*** Opening of Text shown ***

Location
- 540 North Caroline Street Baltimore, Maryland 21205 United States
- Coordinates: 39°17′47″N 76°35′51″W﻿ / ﻿39.29639°N 76.59750°W

Information
- School type: Public, Magnet
- Motto: Be future ready
- Founded: 2002
- School district: Baltimore City Public Schools
- Superintendent: Dr. Sonja Brookins Santelises
- School number: 421
- Principal: Chevelle Lampkin
- Grades: 6-12
- Enrollment: 796 (2018)
- Area: Urban
- Colors: Green, White and Gray
- Mascot: Screamin Eagles
- Team name: Screamin Eagles/ Lady Eagles
- Website: City Schools Site

= National Academy Foundation School =

National Academy Foundation School is a public secondary school located in Baltimore, Maryland, United States. It is based on the National Academy Foundation educational design to have "small learning communities."

The school was launched in 2002 and was housed in the Port Discovery building in Downtown Baltimore. In 2004 it was moved to the first floor of Digital Harbor High School. In 2009 it moved to Dunbar Middle School to form a campus with Paul Laurence Dunbar High School. The National Academy Foundation has five different academies that students may choose to pursue, starting in their 10th grade year: Academy of Finance, Academy of Hospitality and Tourism, Academy of Information Technology, Academy of Engineering and Academy of Law. At graduation, students receive a Maryland state diploma with a certification of the academy they chose.

*** Close of Text shown ***
*** Opening of Given data ***

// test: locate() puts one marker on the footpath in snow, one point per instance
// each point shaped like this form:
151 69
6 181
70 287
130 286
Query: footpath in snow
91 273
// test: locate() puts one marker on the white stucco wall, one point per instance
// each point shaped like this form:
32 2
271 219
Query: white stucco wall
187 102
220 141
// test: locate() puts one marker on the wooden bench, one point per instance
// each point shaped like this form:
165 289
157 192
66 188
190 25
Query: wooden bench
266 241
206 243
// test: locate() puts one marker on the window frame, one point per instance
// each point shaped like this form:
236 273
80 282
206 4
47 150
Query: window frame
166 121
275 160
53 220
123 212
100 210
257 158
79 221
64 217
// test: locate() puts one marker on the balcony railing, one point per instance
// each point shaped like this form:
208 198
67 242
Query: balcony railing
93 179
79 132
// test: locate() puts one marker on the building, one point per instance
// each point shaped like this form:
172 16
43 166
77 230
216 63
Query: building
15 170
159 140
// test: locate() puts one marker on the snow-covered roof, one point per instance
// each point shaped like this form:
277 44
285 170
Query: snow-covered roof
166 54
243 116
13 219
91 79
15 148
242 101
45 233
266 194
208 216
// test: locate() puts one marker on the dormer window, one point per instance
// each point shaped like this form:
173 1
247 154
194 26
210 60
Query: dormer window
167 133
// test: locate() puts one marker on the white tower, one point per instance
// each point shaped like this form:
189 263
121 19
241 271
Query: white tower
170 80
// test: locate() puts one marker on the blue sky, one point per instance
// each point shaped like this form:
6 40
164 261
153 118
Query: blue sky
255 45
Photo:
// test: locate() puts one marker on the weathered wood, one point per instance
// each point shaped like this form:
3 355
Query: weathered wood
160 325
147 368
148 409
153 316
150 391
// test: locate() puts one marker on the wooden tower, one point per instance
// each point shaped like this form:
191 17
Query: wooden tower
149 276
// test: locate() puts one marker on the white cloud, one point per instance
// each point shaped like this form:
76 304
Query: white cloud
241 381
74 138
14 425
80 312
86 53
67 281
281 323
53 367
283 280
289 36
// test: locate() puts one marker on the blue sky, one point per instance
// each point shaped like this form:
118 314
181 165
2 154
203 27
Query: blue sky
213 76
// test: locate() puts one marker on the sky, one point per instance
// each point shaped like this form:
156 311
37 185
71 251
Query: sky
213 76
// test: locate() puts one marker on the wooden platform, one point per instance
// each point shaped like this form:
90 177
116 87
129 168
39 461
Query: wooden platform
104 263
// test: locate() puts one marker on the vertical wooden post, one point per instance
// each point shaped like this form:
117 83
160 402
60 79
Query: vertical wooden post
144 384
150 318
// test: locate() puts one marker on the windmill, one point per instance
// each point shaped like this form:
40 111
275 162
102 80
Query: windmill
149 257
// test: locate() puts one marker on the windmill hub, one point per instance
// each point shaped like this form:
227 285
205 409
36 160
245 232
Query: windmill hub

*** Close of Given data ***

* Exercise aim
Answer these questions from the school profile:
1. Who is the principal?
2. What grades does the school serve?
3. In what year did the school move to Dunbar Middle School?
The data has nothing to do with the school profile.

* Output for this exercise
1. Chevelle Lampkin
2. Grades 6-12
3. 2009